• _SOURCE INFORMATION_:
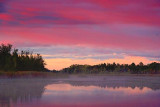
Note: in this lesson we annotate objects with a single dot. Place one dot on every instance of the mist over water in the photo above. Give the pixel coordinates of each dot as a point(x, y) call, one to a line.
point(81, 91)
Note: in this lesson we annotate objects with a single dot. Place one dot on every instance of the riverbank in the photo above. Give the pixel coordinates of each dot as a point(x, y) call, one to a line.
point(37, 74)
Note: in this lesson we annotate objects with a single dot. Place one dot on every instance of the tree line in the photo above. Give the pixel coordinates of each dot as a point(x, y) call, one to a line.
point(13, 60)
point(152, 68)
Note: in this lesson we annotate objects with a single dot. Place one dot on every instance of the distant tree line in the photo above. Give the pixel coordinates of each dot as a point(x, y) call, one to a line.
point(13, 60)
point(152, 68)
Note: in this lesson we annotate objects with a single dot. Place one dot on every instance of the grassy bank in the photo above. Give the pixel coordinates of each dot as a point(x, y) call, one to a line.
point(25, 74)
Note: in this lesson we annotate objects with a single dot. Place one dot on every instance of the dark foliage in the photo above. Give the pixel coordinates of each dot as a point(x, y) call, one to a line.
point(12, 60)
point(152, 68)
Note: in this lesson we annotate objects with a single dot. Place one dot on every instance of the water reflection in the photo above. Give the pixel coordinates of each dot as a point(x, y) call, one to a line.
point(81, 92)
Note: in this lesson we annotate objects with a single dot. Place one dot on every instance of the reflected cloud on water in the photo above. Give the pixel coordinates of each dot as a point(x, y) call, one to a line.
point(80, 91)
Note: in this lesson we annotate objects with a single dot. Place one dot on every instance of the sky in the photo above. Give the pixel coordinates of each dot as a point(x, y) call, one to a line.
point(67, 32)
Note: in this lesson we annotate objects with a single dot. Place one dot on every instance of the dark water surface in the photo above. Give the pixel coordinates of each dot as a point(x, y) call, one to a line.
point(86, 91)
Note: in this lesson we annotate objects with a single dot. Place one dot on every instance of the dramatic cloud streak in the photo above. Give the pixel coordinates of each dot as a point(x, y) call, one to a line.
point(83, 29)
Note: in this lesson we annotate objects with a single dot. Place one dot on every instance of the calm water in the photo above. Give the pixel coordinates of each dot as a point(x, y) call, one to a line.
point(93, 91)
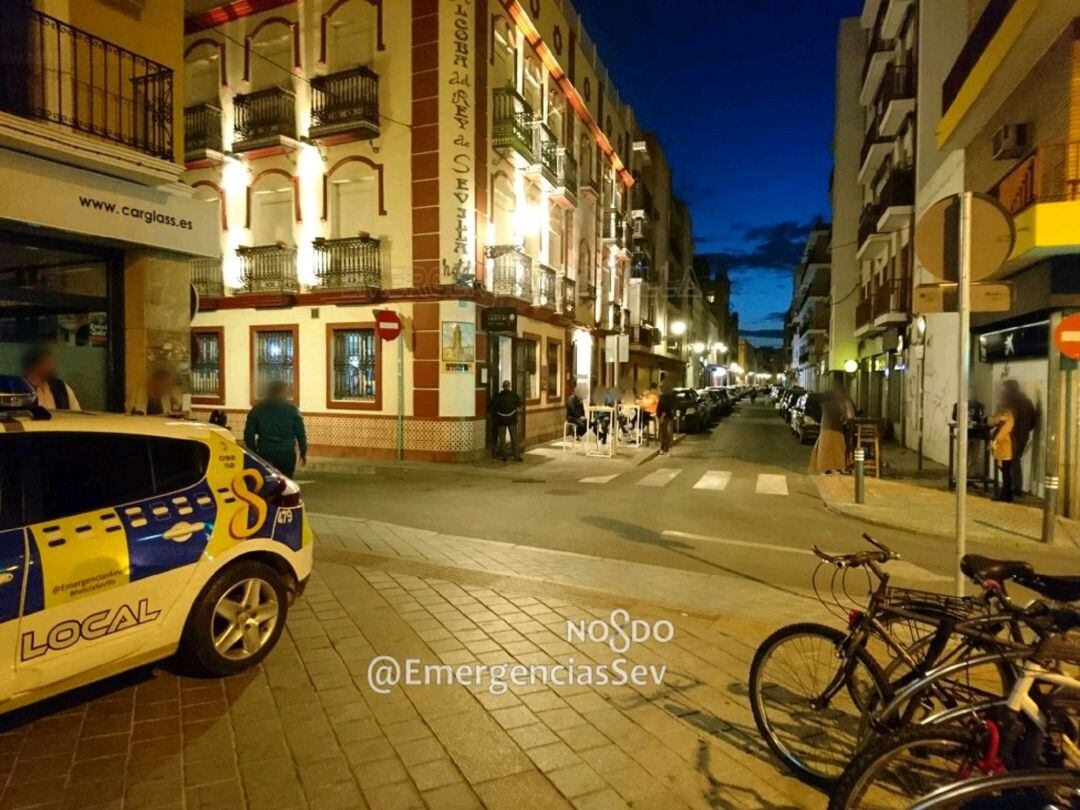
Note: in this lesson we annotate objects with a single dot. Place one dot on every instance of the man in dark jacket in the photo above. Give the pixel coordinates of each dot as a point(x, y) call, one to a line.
point(275, 429)
point(1024, 421)
point(504, 407)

• _WORK ORDER_: Copy each line of the material above exactly, but not the images.

• _YOUR RESPONSE_:
Note: in this lesson we annotate objects with a single dot. Place one dot on every instance of the mist over water in the photo above. Give the pixel coordinates of each dot as a point(x, y) call, one to a line.
point(81, 91)
Note: in this lesson we annotate objects with a single dot. Place one dot on every instance of the riverbank in the photo above. Give the pixel coordinates of each dot as a point(x, y) call, one to a line.
point(37, 74)
Note: in this lesson we annotate objects with a single dot. Place one dot on every instance of the tree line in the photo above. Give the pixel coordinates of each dot as a point(x, y) call, one to a line.
point(13, 60)
point(152, 68)
Note: in this lesson we annotate objects with a single dot. Place one dot on every instance of the distant tree line in the photo above. Give the pixel coordinates of each dot as a point(x, y) call, one to a line.
point(13, 60)
point(152, 68)
Note: in this lesson we annotate objects with a single dot. Place one dot on every instance of the grassy bank in the photo above. Give the pixel coordinates of each dot as a point(x, y) call, one to a line.
point(25, 74)
Note: in this lesson we annotate objects with a single dot. Place one dot on every instance of the dark foliage in the photo above. Give the pixel coordinates of each dot as a point(x, y) call, one to a line.
point(12, 60)
point(152, 68)
Note: in this lesson we annotate objects with a single dot. Place one dot on every instance of the water reflection in the photo above. Give the pixel coordinates of each dot as a point(x, y) call, one to a line.
point(81, 92)
Note: in this lesson we annotate objects with a single dot. Place one dot on every instance of the reflected cloud on water in the photo above. Give the pixel coordinates of each dot as a point(x, y) call, one to a line.
point(80, 91)
Note: in this lesson we annotate objects with a single dot. Place one dot on every instance of the sky in the photo above. Give the pixel coordinates of each dot as a point(x, y) call, one to a line.
point(67, 32)
Note: in this lesson we annotate objects with a single dot. Place one dot on every instance of the dark water surface in the photo above. Give the pixel coordinates of each dot as a point(x, y) call, one to a line.
point(86, 91)
Note: in this lesson we annotate objects with a single dot. Place one dot on every instance of the dramatic cloud streak in the photo above. Give the pixel coordinates of each dot as a point(x, y) call, one to a line.
point(83, 29)
Note: in this lesson we annotate objects with a single dot. Place one dot on every instance of the calm water in the photo above. Give the pixel coordinates of each dot as a point(x, y) call, one to a line.
point(93, 91)
Note: in this lesson we annotate objects with a single dot. Place one dot on every instance of the man in dark jacket in the photo above. Give the pixel coordinates of each dot as a point(x, y) call, one to a line.
point(275, 429)
point(1024, 421)
point(504, 407)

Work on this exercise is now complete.